Rewrite all the records with "tight" changed to "snug" and nothing else altered. Leave out the pictures.

○ ○ ○ ○ ○

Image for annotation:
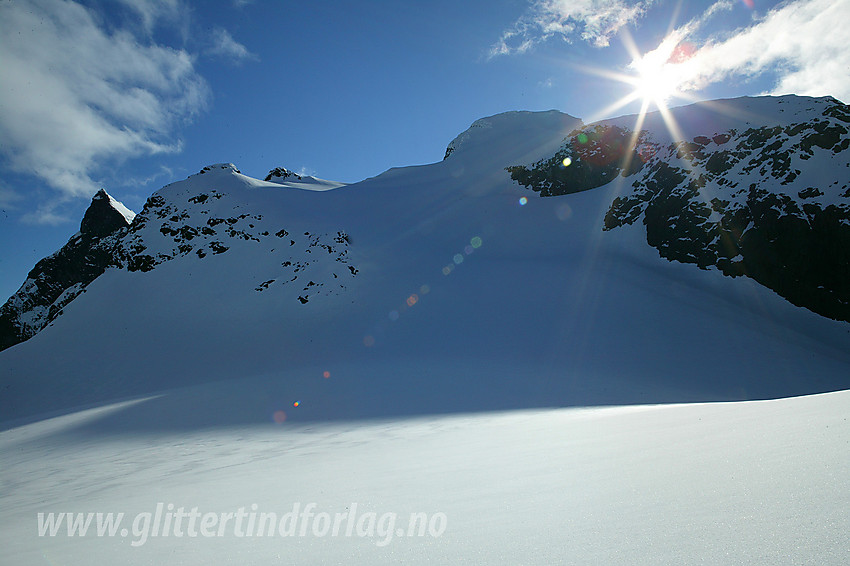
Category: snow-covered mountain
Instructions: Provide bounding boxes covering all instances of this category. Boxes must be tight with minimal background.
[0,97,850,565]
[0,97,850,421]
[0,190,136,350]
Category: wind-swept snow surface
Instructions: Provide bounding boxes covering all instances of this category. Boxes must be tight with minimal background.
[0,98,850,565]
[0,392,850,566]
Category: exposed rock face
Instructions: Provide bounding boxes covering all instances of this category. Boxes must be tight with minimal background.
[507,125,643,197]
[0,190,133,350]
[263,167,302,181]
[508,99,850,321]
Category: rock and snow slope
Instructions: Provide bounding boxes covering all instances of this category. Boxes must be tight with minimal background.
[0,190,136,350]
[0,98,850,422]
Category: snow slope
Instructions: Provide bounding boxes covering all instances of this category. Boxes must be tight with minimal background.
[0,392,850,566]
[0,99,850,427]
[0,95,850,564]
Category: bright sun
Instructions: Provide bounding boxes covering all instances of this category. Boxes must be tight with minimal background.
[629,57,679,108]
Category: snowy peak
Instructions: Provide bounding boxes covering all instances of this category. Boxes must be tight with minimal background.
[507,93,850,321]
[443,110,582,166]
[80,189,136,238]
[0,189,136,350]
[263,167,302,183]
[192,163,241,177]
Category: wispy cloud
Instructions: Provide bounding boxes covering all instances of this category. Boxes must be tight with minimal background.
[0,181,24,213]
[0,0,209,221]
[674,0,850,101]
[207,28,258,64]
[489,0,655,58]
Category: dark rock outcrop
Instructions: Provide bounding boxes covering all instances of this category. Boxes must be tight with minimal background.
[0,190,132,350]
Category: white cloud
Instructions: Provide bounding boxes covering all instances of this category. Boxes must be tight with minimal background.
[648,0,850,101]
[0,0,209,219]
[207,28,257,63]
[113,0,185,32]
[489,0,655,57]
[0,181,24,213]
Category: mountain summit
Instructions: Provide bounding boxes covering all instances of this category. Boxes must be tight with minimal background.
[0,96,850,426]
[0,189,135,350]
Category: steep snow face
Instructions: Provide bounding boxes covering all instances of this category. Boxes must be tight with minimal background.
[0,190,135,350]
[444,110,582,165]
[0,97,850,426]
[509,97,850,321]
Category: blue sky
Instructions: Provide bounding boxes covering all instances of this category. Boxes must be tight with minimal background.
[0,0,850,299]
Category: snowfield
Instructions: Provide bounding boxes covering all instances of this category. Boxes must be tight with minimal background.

○ ○ ○ ○ ○

## Finished task
Image for annotation:
Category: snow-covered mountain
Instructions: Provide bounding boxes covering all instances of this category. Boxes must be snug with minimal background.
[0,97,850,565]
[0,97,850,421]
[0,190,136,350]
Category: wind-swept snow surface
Instructions: Provide bounding boxes covering all instances of this category. Boxes must be snug with minimal background.
[0,98,850,565]
[0,392,850,566]
Category: exposed rock face
Instructions: Provide bounding boxes covering all instances of this category. Boxes must be snug with minimal background.
[507,125,643,197]
[0,190,133,350]
[263,167,302,181]
[508,99,850,321]
Category: rock and snow slope
Instructions: Provide bounding boxes covering all instances of this category. Boxes must be snug with minimal background.
[0,190,136,350]
[0,98,850,422]
Category: snow slope
Instructions: Provide bounding boxes covering all instances of this category. Boxes must be snug with minimal background.
[0,392,850,566]
[0,99,850,427]
[0,95,850,564]
Category: bright sun
Instructions: Provide bounding boxes covering all instances of this category. Boxes must be snug with minimal background.
[629,57,679,108]
Category: snowy peak
Instructions: Provide bounding boxes covering all instances of this category. Boxes must be snug with minimal background.
[507,93,850,321]
[443,110,582,166]
[80,189,136,238]
[0,189,136,350]
[263,167,302,183]
[192,163,241,177]
Category: wispy cloud
Instructions: Provide bounding boxes covering all instances of this category. Boxes must be snug with minimal background.
[0,181,24,213]
[0,0,209,221]
[674,0,850,101]
[207,28,258,64]
[489,0,655,58]
Category: dark rock outcrop
Instructions: Provide bounding boxes covering all instances of this category. Boxes must be snug with minimal background.
[0,190,132,350]
Category: white cloud
Instructions: Provide bounding boxes covering all instances of this category. Boxes must be snug with minimal background.
[648,0,850,101]
[0,0,209,219]
[207,28,257,63]
[113,0,185,32]
[489,0,655,57]
[0,181,24,213]
Category: mountain summit
Instructions: Provide bounding boxes covering all instances of this category. Boxes must be snug with minimal background.
[0,96,850,426]
[0,189,135,350]
Category: steep snow face
Instructions: Provide bounding boxes covering all instances of this category. Boxes must be snug with minimal background.
[0,190,135,350]
[444,110,582,165]
[0,97,850,426]
[509,97,850,321]
Category: blue sky
Instructions: Provide bounding boxes covering all instances of this category. Boxes must be snug with minimal background.
[0,0,850,299]
Category: snowfield
Instructions: Provide bounding boxes covering all instances of this category. Boxes must be snug with minimal background.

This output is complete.